### TASK INSTRUCTIONS
Take the entries below and print only the lines from the one with "point_to reports the position of each instance of the asphalt" through the one with "point_to reports the position of each instance of the truck tire", exactly as they stand, both ends included.
::: MATERIAL FOR THE TASK :::
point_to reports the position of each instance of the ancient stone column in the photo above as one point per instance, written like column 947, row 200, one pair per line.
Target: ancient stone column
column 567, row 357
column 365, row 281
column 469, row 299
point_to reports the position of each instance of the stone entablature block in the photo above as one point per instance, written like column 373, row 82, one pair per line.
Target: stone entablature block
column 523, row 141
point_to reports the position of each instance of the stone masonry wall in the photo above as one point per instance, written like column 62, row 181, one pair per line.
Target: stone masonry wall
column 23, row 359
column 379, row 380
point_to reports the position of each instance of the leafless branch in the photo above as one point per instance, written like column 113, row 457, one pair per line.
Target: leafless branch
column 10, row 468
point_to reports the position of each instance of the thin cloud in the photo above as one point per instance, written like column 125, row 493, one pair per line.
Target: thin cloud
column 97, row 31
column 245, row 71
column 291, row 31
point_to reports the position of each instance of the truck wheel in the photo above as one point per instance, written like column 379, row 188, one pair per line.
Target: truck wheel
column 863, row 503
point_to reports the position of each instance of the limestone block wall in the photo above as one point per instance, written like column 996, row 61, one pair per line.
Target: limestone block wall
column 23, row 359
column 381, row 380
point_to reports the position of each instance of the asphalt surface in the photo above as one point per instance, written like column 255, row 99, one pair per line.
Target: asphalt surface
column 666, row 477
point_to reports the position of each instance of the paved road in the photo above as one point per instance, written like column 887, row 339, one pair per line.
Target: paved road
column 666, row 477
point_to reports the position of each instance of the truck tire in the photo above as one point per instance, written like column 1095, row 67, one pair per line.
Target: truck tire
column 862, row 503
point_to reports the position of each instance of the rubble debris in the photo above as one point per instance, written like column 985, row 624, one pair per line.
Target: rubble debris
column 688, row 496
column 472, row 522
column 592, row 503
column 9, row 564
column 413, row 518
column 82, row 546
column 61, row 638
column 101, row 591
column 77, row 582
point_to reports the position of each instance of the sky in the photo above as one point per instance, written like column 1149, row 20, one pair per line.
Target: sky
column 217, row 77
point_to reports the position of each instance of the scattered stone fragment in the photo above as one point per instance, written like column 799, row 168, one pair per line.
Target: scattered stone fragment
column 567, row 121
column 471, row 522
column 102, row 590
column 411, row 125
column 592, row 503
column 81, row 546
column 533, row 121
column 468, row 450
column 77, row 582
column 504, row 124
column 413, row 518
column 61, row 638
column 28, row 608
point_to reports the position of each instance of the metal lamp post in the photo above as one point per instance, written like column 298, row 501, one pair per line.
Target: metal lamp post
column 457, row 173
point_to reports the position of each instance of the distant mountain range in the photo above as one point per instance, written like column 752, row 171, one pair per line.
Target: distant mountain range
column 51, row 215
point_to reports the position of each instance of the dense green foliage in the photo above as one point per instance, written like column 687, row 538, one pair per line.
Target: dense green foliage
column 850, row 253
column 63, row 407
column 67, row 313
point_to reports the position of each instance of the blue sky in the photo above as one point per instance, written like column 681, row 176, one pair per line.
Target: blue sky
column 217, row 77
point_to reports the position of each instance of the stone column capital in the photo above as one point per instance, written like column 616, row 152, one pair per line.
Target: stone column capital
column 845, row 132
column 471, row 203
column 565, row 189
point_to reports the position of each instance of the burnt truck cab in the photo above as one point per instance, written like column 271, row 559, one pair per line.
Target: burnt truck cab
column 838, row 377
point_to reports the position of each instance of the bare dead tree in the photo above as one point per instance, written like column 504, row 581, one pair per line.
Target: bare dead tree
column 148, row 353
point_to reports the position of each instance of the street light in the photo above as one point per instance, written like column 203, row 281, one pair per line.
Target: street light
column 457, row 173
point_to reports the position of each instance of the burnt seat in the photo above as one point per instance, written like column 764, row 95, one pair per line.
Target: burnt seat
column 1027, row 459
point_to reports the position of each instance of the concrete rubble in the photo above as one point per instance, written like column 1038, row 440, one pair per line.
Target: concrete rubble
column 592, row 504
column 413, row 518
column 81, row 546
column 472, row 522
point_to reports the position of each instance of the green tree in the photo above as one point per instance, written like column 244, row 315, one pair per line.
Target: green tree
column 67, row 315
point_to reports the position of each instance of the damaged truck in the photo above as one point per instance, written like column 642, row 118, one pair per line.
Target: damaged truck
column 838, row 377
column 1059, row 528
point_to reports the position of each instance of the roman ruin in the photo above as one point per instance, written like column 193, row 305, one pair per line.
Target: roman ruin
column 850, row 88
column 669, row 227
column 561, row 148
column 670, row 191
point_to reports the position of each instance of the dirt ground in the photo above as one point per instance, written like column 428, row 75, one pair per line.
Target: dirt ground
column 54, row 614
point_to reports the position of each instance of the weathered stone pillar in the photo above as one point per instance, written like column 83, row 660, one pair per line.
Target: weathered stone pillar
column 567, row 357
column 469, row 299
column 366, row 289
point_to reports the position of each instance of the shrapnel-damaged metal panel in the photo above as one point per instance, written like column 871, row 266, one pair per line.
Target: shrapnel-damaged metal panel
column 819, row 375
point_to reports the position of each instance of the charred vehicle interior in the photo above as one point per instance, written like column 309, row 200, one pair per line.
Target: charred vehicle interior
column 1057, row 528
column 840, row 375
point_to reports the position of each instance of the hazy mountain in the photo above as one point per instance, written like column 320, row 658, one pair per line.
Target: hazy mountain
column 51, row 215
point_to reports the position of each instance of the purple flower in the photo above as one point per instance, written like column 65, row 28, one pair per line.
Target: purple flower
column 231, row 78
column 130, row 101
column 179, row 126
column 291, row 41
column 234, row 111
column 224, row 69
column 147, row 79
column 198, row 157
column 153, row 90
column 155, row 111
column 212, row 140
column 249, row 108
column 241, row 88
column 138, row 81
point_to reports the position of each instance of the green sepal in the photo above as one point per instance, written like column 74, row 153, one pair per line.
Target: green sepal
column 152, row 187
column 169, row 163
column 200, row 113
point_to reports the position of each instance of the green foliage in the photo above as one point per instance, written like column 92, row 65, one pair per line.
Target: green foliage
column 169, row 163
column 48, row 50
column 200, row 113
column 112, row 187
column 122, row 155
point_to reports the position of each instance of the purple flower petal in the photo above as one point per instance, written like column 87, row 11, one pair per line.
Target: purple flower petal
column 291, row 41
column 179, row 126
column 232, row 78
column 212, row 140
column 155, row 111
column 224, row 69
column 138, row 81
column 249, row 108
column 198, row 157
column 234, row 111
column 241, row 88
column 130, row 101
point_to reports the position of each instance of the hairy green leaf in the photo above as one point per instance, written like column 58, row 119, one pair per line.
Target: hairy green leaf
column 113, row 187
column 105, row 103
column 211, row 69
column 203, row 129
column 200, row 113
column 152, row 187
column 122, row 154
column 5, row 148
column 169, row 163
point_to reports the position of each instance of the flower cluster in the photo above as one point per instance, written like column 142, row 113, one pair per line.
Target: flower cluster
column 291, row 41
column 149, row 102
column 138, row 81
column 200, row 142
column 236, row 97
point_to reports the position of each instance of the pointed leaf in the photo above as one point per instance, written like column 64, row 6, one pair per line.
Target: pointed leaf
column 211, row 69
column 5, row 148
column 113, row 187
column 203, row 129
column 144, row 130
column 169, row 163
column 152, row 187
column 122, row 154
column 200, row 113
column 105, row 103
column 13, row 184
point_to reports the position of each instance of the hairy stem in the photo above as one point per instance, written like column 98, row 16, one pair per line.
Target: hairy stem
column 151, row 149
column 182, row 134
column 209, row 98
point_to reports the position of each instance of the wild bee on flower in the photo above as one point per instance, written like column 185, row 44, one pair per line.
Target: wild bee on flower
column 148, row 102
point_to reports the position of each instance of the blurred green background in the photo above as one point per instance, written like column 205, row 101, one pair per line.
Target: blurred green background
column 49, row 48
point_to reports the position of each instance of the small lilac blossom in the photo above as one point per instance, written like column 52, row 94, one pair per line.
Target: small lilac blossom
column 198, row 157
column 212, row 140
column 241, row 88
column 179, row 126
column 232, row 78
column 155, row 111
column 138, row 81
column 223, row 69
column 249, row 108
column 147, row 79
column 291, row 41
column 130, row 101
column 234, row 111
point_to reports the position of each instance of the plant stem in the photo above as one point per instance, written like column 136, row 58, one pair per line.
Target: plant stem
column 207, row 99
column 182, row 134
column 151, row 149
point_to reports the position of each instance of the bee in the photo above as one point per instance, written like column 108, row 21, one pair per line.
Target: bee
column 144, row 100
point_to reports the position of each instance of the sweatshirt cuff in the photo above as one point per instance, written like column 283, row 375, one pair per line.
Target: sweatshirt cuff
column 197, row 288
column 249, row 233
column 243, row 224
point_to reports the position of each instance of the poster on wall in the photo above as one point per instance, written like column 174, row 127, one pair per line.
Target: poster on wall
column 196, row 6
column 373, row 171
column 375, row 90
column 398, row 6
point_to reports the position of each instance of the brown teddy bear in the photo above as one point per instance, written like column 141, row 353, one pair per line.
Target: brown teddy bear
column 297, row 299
:::
### TASK OUTPUT
point_to reports the position of each instance of the asphalt surface in the photo above as one point per instance, written like column 255, row 99, one pair per line.
Target: asphalt surface
column 666, row 477
point_to reports the position of each instance of the paved road in the photo above as one point per instance, written like column 887, row 339, one pair per line.
Target: paved road
column 666, row 477
point_to reports the position of each instance of the truck tire in the photo above as one point per instance, written like column 1095, row 67, one pair per line.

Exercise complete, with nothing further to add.